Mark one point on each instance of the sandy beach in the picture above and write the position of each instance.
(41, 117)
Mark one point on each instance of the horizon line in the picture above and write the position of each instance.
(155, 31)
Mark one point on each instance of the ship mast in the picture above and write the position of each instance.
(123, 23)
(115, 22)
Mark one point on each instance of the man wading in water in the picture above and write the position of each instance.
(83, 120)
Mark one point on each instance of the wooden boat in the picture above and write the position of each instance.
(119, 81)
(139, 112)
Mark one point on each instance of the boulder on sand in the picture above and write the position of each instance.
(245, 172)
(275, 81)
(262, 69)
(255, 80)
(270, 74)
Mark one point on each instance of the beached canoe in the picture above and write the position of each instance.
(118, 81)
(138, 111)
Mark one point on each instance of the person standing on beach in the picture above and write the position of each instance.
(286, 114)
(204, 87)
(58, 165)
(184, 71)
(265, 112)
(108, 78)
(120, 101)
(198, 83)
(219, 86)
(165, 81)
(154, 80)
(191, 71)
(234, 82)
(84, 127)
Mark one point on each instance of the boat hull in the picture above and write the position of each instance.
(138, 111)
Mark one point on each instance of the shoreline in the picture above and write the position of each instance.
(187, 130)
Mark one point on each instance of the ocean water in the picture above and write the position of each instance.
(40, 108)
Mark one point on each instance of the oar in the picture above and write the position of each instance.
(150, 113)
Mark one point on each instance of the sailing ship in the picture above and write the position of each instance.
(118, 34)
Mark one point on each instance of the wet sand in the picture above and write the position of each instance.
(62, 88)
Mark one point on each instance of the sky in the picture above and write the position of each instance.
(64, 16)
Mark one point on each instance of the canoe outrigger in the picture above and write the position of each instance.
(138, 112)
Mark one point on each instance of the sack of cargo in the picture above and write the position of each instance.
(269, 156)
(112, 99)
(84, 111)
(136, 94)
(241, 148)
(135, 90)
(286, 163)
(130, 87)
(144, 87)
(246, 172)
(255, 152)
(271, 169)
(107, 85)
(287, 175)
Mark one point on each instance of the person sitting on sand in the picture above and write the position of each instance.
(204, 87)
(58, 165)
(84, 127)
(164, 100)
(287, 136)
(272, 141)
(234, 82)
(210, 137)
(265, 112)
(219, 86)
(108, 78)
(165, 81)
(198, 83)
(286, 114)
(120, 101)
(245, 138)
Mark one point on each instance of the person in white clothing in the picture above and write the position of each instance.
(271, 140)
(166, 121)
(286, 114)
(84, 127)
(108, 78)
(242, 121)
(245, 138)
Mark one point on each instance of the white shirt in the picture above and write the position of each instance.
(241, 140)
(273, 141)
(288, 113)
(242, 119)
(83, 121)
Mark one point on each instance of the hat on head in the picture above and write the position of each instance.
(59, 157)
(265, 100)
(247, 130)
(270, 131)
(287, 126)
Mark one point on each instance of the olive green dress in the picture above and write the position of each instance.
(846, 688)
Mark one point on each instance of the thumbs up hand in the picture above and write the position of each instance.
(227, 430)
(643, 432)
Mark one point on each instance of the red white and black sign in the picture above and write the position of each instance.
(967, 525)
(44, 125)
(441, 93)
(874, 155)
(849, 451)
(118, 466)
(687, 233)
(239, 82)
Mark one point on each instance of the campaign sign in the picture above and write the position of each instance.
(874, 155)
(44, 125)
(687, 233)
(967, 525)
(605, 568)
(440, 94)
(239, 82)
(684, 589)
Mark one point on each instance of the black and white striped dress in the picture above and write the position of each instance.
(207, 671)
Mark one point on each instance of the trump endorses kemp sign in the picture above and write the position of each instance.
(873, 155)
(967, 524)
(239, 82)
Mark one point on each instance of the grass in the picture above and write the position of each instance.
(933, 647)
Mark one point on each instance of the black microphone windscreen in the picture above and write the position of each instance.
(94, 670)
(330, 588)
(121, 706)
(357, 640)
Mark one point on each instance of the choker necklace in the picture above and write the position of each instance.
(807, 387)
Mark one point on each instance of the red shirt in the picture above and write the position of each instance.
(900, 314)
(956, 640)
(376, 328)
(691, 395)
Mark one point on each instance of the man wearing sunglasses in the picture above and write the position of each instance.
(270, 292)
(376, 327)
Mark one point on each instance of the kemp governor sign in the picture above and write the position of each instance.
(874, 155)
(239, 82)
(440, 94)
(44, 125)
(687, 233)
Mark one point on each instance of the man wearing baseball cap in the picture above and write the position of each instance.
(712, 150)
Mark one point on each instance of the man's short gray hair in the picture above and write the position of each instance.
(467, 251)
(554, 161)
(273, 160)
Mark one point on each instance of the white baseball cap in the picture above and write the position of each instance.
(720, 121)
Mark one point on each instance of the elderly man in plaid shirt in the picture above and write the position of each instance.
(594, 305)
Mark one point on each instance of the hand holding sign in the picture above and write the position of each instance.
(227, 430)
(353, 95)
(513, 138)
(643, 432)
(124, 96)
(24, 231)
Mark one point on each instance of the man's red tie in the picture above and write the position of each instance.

═══

Given problem
Render every one of the rows above as a JSON list of strings, with one string per line and any blank lines dropped.

Solution below
[
  "Mark one point on each instance of the sandy beach in the picture above and write the position of each instance.",
  "(41, 117)",
  "Mark one point on each instance of the horizon line in the picture above and write the position of each instance.",
  "(155, 31)",
  "Mark one point on each instance of the ship mast in the picture above and write the position of each instance.",
  "(123, 23)",
  "(115, 22)",
  "Mark one point on each instance of the man wading in water in the picture above and write the position of each instance.",
  "(83, 120)",
  "Mark one point on each instance of the wooden boat in the picture above and write the position of each instance.",
  "(119, 81)",
  "(139, 112)",
  "Mark one point on each instance of the boulder on sand in the picture above and write the position of each instance.",
  "(245, 172)",
  "(275, 81)",
  "(262, 69)",
  "(255, 80)",
  "(270, 74)",
  "Mark one point on each instance of the beached canoe in the picture above and write the position of each instance.",
  "(118, 81)",
  "(138, 111)",
  "Mark one point on each instance of the person standing on beach in the picture above and write the position of each instance.",
  "(286, 114)",
  "(204, 87)",
  "(58, 165)",
  "(184, 71)",
  "(265, 112)",
  "(108, 78)",
  "(120, 101)",
  "(198, 83)",
  "(219, 86)",
  "(165, 81)",
  "(154, 80)",
  "(191, 71)",
  "(234, 82)",
  "(84, 127)",
  "Mark one point on each instance of the boat hull in the picture above and write the position of each instance.",
  "(138, 111)",
  "Mark one point on each instance of the shoreline in the picture above and write the position of each instance.",
  "(187, 130)",
  "Mark one point on each instance of the ocean water in the picture above and write the position of each instance.",
  "(40, 108)",
  "Mark one point on each instance of the oar in the picture above and write the position of each instance.",
  "(150, 113)",
  "Mark one point on each instance of the sailing ship in the picture above and write the position of each instance.",
  "(118, 34)",
  "Mark one point on each instance of the wet sand in the picture above and write the position of each instance.",
  "(62, 88)",
  "Mark one point on each instance of the sky in the picture above and write the position of each instance.",
  "(64, 16)",
  "Mark one point on each instance of the canoe outrigger in the picture above and write the position of each instance.",
  "(138, 112)",
  "Mark one point on each instance of the sack of cargo in the picture above and write the position of each instance.",
  "(269, 156)",
  "(112, 99)",
  "(84, 111)",
  "(136, 94)",
  "(241, 148)",
  "(135, 90)",
  "(286, 163)",
  "(130, 87)",
  "(144, 87)",
  "(246, 172)",
  "(255, 152)",
  "(271, 169)",
  "(107, 85)",
  "(287, 175)",
  "Mark one point on each instance of the person sitting on sand in the picture above and write the position of each instance.",
  "(204, 87)",
  "(58, 165)",
  "(84, 127)",
  "(164, 100)",
  "(287, 136)",
  "(272, 141)",
  "(234, 82)",
  "(210, 137)",
  "(265, 112)",
  "(219, 86)",
  "(108, 78)",
  "(165, 81)",
  "(198, 83)",
  "(286, 114)",
  "(120, 101)",
  "(245, 138)",
  "Mark one point on each instance of the person in white clothing in the picture above and write the position of each instance.",
  "(271, 140)",
  "(166, 121)",
  "(286, 114)",
  "(84, 127)",
  "(108, 78)",
  "(242, 121)",
  "(245, 138)",
  "Mark one point on each instance of the white shirt in the picture above and write the position of each instance.",
  "(241, 140)",
  "(273, 141)",
  "(288, 113)",
  "(242, 119)",
  "(83, 121)",
  "Mark one point on each instance of the hat on head in the picture above and write the position of each instance.",
  "(59, 157)",
  "(265, 100)",
  "(247, 130)",
  "(270, 131)",
  "(287, 126)",
  "Mark one point on each instance of the olive green dress in the picture above and write the position of each instance.",
  "(846, 688)",
  "Mark one point on each instance of the thumbs up hand in the picture above and write the position of each instance.",
  "(227, 430)",
  "(643, 432)",
  "Mark one point on each instance of the red white and black sign in the picture above and write the position of each instance.",
  "(967, 525)",
  "(44, 125)",
  "(441, 93)",
  "(874, 155)",
  "(849, 451)",
  "(118, 466)",
  "(687, 233)",
  "(239, 82)",
  "Mark one point on each instance of the campaign sign in the picture above and write the position of each instance.",
  "(874, 155)",
  "(44, 125)",
  "(687, 233)",
  "(967, 525)",
  "(605, 568)",
  "(440, 94)",
  "(239, 82)",
  "(684, 589)",
  "Mark one point on each instance of the black and white striped dress in the picture above and write the position of each instance.",
  "(207, 671)",
  "Mark one point on each instance of the trump endorses kemp sign in the picture above and write the position of each instance.",
  "(873, 155)",
  "(967, 524)",
  "(239, 82)",
  "Mark one point on each instance of the grass in the picture above and write the position of each instance.",
  "(933, 647)",
  "Mark one point on each instance of the black microphone windscreen in the picture above and write the position of each instance.",
  "(94, 670)",
  "(330, 588)",
  "(121, 706)",
  "(357, 640)",
  "Mark one point on each instance of the choker necklace in the picture above and write the position of each instance.",
  "(807, 387)",
  "Mark one point on each instance of the red shirt in the picture above and write the position of each instance.",
  "(900, 314)",
  "(956, 640)",
  "(376, 328)",
  "(691, 395)",
  "Mark one point on each instance of the man wearing sunglasses in the picture above and write the position of each instance.",
  "(270, 292)",
  "(376, 327)",
  "Mark one point on each instance of the kemp governor sign in the picture above and write the position of each instance.",
  "(874, 155)",
  "(239, 82)",
  "(440, 94)",
  "(44, 125)",
  "(687, 233)",
  "Mark one point on each instance of the man wearing baseball cap in the picture above and write the position of each instance.",
  "(712, 150)",
  "Mark one point on each instance of the man's short gray hair in the picture above and write the position of each instance.",
  "(467, 251)",
  "(554, 161)",
  "(273, 160)",
  "Mark one point on each instance of the white baseball cap in the picture above and write the position of each instance.",
  "(720, 121)",
  "Mark one point on each instance of the elderly man in plaid shirt in the picture above and write the position of each instance.",
  "(594, 305)",
  "Mark one point on each instance of the hand holding sign in the picture above and write the position of each instance.",
  "(227, 430)",
  "(353, 95)",
  "(513, 138)",
  "(643, 432)",
  "(124, 96)",
  "(24, 231)",
  "Mark one point on each instance of the man's red tie in the picture above and write the position of each instance."
]